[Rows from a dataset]
::::::::
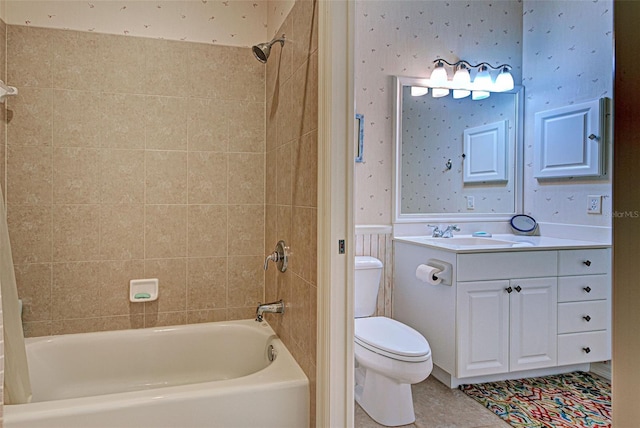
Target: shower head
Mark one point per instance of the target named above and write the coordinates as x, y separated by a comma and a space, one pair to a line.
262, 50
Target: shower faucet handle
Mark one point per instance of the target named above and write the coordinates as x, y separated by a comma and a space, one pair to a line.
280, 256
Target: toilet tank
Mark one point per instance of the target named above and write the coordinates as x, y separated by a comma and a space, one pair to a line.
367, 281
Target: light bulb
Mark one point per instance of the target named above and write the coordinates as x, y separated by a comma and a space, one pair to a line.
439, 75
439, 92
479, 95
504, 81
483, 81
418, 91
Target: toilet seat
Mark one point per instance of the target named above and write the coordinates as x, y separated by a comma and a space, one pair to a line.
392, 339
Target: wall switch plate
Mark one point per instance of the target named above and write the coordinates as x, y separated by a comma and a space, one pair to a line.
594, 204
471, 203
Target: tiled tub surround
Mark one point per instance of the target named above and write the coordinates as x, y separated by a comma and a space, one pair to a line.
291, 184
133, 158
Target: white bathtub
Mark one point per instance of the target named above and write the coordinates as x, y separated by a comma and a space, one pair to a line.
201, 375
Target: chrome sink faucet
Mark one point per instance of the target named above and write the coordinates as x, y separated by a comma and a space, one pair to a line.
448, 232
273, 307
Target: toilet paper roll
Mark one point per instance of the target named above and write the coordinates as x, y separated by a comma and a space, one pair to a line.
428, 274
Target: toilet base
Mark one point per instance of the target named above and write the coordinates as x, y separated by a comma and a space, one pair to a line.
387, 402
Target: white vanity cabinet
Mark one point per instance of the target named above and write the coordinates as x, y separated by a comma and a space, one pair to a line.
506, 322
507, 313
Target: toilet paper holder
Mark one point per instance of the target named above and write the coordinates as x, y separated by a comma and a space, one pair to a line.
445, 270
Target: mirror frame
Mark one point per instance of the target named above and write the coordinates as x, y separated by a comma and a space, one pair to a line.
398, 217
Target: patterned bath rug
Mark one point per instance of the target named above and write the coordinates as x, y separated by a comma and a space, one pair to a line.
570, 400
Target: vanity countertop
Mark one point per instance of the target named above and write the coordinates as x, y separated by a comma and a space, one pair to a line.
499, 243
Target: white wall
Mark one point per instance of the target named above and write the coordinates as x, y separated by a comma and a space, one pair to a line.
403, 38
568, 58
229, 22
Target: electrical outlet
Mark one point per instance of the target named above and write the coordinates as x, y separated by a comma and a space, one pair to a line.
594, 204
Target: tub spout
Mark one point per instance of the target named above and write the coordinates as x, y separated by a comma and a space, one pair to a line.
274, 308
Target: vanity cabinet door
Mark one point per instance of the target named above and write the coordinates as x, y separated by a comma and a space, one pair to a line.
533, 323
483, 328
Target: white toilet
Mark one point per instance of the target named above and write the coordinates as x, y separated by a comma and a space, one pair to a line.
::::::::
WHAT YOU SHOULD DO
Leave out the pictures and output every record above precisely as given.

COMPLETED TASK
Target: shower head
Mark one point per instance of the target named above and write the coordinates as x, y separated by a comma and a space, one pair to a line.
262, 50
Target: shower faucet handle
Mark one point per instance of the target named above and write the coordinates as x, y separated by a comma and a space, one pair to a line.
280, 256
Target: toilet tank
Mark one point per instance of the target named above and write the coordinates as x, y separated by a comma and a space, one pair to a line.
367, 281
Target: light bulb
Mark one point per instance of the target named above and write the coordinates as x, y separated by a comma and a space, one pair to a line.
439, 75
439, 92
479, 95
504, 81
483, 81
418, 91
Target: toilet seat
Mark one point per instance of the target named above and write the coordinates as x, y separated by a comma and a space, one pair to a line.
392, 339
Target: wall switch plate
Mark one point per instance of the target named above and write the coordinates as x, y separated by a comma and a space, one pair to a line.
594, 204
471, 203
Target: tiled tub surround
Mark one point per instance of the target named above and write the coordinates as x, y separated by a comma and a space, one pair to a line.
291, 184
133, 158
Target: white bathtub
Mark one point per instance of the target named above and write the coordinates as x, y separated by a comma and a space, one pair to a line.
201, 375
Target: chrome sink faucet
Mark one point per instance of the target named above and write the coordinates as x, y separated by a comma and a space, one pair to a line.
448, 232
273, 307
Target: toilet paper roll
Mark one point per instance of the target named above and write the coordinates as x, y separated by a comma and a space, one pair to a line.
428, 274
Target: toilet base
Mark one point per instance of the target named above and write the coordinates as x, y separated by a comma and a space, one pair to a line.
387, 402
Target: white vanity cabinet
Mark one point per instance of the target named above and write the coordinates as x, y separated by a comma and a space, one pair to a line.
506, 322
507, 313
Target: toilet paper holder
Mark one point per instance of the target named above and write the coordinates as x, y separated by a comma and a space, one pair to a line.
445, 270
Target: mirror frame
Mark one point per instance of the target named above and write the coordinates as x, y separated by a comma and a space, one pair to a line.
398, 217
Target: patterned bath rug
Mark one point per instance of the target named above and write the coordinates as x, y separated by a comma and a space, one pair to a line.
570, 400
Target: vanity countertop
Mark one point per instance of the target named above and write the coordinates as x, y separated by a comma and a space, one pair to a line.
499, 243
Target: white wall
Mark one point per instance of the target named above and write the coordinates as x, y separated by a comma and a space, one pair to a line.
403, 38
568, 58
229, 22
Target: electrical outlet
Mark one point per instance of the target named above and write the coordinates as x, y separated by a comma and a space, one pair to a line.
594, 204
Target: tub spout
Mark one point per instance of the target named above and write the coordinates as x, y separated by a comma and a space, one pair to a line.
274, 308
Target: vanity cabinet door
Mark one point per instance of the target named above and write the coordinates as x, y separated by a comma and a space, one pair to a line.
533, 323
483, 328
Target: white toilet
Mark one point per instance of the target named above and write the coordinates as x, y separated by a comma and a space, one pair to a line.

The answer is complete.